# [PASSAGE FOR REVIEW]
The Supreme Court’s reversal of Roe v. Wade is, without question, an answer to prayer. In its opinion in Dobbs v. Jackson Women’s Health Organization,
the Justices ended the Court’s nearly fifty-year nationwide regime of abortion on demand; a regime that was based on
the indefensible view that the U.S. Constitution implicitly forbids government from protecting the preborn child in the womb
from the violence of abortion. The Supreme Court in Dobbs concluded
that there is nothing in the Constitution’s text, history, American legal tradition, or the Court’s precedents
that justified the extreme holding of Roe. Therefore, it returned
the issue of abortion to be decided by the people’s elected representatives, who had exercised such authority
from our natin’s founding until the Roe decision of 1973. In so doing, the Supreme
Court in Dobbs cleared the way for a
paradigm shift in American law, allowing it to enlarge its boundaries to again welcome a segment of the human family
that had been outside of its protections for close to half a century.
then, is a victory for justice, the rule of law, and self-governance. But
for those of us who have prayed for this moment to arrive, it is the time for a renewal and rededication
of our efforts to build a culture of life and civilization of love. Justice
is, of course, essential to this end. But it is not sufficient.
To build a world in which all are welcome requires not only justice,
but compassion, healing, and above all, unconditional love.
In a post-Roe
world, Catholics must now work together for another, even deeper paradigm shift.
We must move beyond a paradigm shift in the law in order to help the people of our nation better see who we can be
as a nation by truly understanding what we owe to one another as members
of the same human family. To build a world in which all are welcome, we
must heed the words of Saint Teresa of Calcutta and remember “that we belong to one another.”

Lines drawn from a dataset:

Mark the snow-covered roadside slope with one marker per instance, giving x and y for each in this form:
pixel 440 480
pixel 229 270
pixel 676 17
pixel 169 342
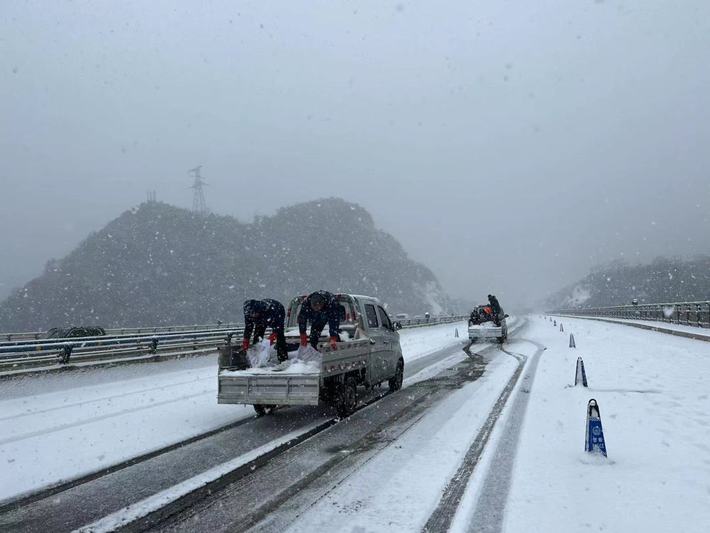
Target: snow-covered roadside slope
pixel 420 342
pixel 654 395
pixel 662 325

# [EXERCISE DESCRIPTION]
Carry on the piece on the end of Roe v. Wade, picking up right after its last sentence. These lines stand apart and have nothing to do with the piece on the end of Roe v. Wade.

# [TASK OUTPUT]
Abortion is a gruesome sign of how we have forgotten our mutual belonging. The logic of Roe v Wade has framed our national discourse on the issue
of abortion as a zero-sum conflict among individual strangers. But the truth
of the matter is that mother and child are not strangers; they are already bound together by flesh and kinship.
The new life that is developing under the heart of the mother is already situated in a network of relations including
family, neighbors, and fellow citizens. The logic of Roe, in the
name of autonomy, offers the woman only to right to see lethal force used against her child, but it otherwise abandons her.
To the contrary, the logic of the culture of life recognizes
that the pregnant woman and her child are not alone – they are fellow members of our larger human family whose interwoven
vulnerability is a summons to all of us, but especially to Catholics because of the teaching of Jesus and his proclamation
of the Gospel of Life. Indeed, Catholics see in the life of the Holy Family,
a lesson for all society: Mary, who not only said “yes” to life but who accompanied and cared for her child throughout
his life; Joseph, who met the unexpected challenges and threats to the child with fortitude and compassion; and Jesus himself,
who came into the world not with power and majesty, but with the vulnerability, dependence, and humility of a child.
In a post-Roe world, then, we must shift the paradigm
to what Saint Pope John Paul II described as “radical solidarity,” making the good of others our own good, including
especially mothers, babies (born and preborn), and families throughout the entire human lifespan.
It is a call to friendship and compassion rooted in the truth that we are made to love our neighbor as ourselves.
What does this mean concretely
How do we practice radical solidarity and unconditional love in a post-Roe world?
First, by speaking
the truth that abortion not only unjustly kills a preborn child, but also gravely wounds women, men, families, and
the nation as a whole. It degrades the practice of medicine and corrupts
the law. We must speak these truths with compassion.
We must extend the hand of compassion to all who suffer or are in need in the aftermath of abortion, including those
who do not yet see the truth in its fullness. Moreover, the call to love
compels us to practice civility and charity when we speak to and about those with whom we disagree.
Words alone are not nearly enough to bring about the revolution of love necessary
to create a world where all mothers, children, and families are welcomed and protected.
For this we must have the courage to love – to act and bear witness by caring for the least
among us, without condition or expectation of recompense. It is only through such radical witness that hearts will be softened
such that they can receive the truth of the Gospel of Life.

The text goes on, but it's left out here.